== Задание A ==
Сообщите, в скольких строках записей встречается слово «water», с учетом регистра букв. В ответе укажите только число.

== Исходный текст ==
┄┄┄┄┄┄┄┄┄┄

В эту критическую минуту я мог себе сказать: поделом, и почти сказал себе это, ибо натура, характер и душа Цесаревича были такими, что всегда можно было быть выслушанным и понятым, избегая битья стекол и не насилуя Его отзывчивой на все хорошее и благородное прекрасной души. Я натянул струну, и она порвалась.
Я помню последний вечер, проведенный у меня Цесаревичем в эту печальную для меня зиму. Он приехал в 9 часов и пробыл до 5 часов утра, до такой степени Он интересовался оживленною беседою, кипевшею вокруг него.
Когда в шестом часу утра Цесаревич сказал: однако пора и честь знать, я суеверно почувствовал, что этот поздний час никем не будет мне прощен и что эта ночь была для моих собраний лебединая песнь. Оно так и случилось. Дышавшей жизнью беседе Цесаревича с единомышленниками о России дан был смысл политической сходки, и это подбавило масла в огонь против меня моих многих недоброжелателей.
Через несколько месяцев, увы, я получил свою отставку или, вернее, свой бессрочный отпуск. Говорю: бессрочный отпуск, ибо в конце года я имел удовольствие получить доказательства, что доброго своего расположения ко мне Цесаревич не переменил. Однажды, когда обо мне заговорил с Ним один из моих немногих доброжелателей, Цесаревич спросил: ну, что он делает? А когда тот ответил, что грустит по Вас, Он улыбнулся и сказал ласковым голосом: пусть придет когда-нибудь...
Тут настала опять трудная психическая для меня минута.

┄┄┄┄┄┄┄┄┄┄

== Записи для упражнения ==
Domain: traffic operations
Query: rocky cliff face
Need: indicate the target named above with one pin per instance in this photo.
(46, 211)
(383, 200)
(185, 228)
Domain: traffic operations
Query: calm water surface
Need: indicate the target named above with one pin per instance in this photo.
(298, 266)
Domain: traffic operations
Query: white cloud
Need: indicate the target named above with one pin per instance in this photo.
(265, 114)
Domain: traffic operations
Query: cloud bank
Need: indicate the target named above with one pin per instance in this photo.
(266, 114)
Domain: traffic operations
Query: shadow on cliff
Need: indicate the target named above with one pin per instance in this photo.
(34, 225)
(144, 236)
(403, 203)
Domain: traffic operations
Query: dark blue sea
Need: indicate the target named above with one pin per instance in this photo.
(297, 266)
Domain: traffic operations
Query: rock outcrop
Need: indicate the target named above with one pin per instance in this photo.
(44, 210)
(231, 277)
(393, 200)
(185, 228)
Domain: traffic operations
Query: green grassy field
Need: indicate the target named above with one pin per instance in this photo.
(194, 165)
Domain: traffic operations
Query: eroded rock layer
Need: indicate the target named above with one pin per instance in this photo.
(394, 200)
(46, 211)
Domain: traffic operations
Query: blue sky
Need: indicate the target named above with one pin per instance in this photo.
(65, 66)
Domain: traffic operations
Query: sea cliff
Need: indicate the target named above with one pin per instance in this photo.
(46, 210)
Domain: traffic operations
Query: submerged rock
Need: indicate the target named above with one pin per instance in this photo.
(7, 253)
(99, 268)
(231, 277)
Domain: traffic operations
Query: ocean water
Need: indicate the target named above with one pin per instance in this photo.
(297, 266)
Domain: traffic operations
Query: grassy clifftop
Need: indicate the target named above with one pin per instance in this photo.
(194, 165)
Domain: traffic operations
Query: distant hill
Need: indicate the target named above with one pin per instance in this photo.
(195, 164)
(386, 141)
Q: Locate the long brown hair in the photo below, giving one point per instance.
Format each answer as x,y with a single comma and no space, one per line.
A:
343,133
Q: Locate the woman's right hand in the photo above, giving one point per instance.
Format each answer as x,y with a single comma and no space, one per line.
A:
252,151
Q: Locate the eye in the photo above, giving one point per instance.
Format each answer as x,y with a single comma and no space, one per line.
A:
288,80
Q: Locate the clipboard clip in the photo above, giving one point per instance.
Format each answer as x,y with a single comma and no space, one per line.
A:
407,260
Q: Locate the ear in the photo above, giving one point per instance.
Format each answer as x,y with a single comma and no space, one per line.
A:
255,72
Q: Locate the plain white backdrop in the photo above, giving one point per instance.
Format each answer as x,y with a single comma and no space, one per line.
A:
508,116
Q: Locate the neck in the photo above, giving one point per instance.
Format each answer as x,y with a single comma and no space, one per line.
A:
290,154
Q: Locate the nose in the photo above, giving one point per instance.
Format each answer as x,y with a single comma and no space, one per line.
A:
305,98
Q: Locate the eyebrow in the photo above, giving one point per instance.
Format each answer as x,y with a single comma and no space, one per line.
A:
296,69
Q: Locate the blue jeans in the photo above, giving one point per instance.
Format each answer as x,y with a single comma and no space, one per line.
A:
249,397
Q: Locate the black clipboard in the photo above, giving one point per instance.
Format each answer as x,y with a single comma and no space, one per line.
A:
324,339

┄┄┄┄┄┄┄┄┄┄

== Задание B ==
Проверьте, согласуются ли с отрывком о Цесаревиче три утверждения: (i) Цесаревич оставался у рассказчика до 5 часов утра; (ii) рассказчик получил отставку через несколько недель; (iii) узнав, что рассказчик грустит, Цесаревич сказал, чтобы тот пришел когда-нибудь. На каждое ответьте «да» или «нет» и дословно приведите решающие слова отрывка.

== Образец ответа A ==
2

== Образец ответа B ==
(i) Да: «Он приехал в 9 часов и пробыл до 5 часов утра».
(ii) Нет: «Через несколько месяцев, увы, я получил свою отставку».
(iii) Да: «пусть придет когда-нибудь...»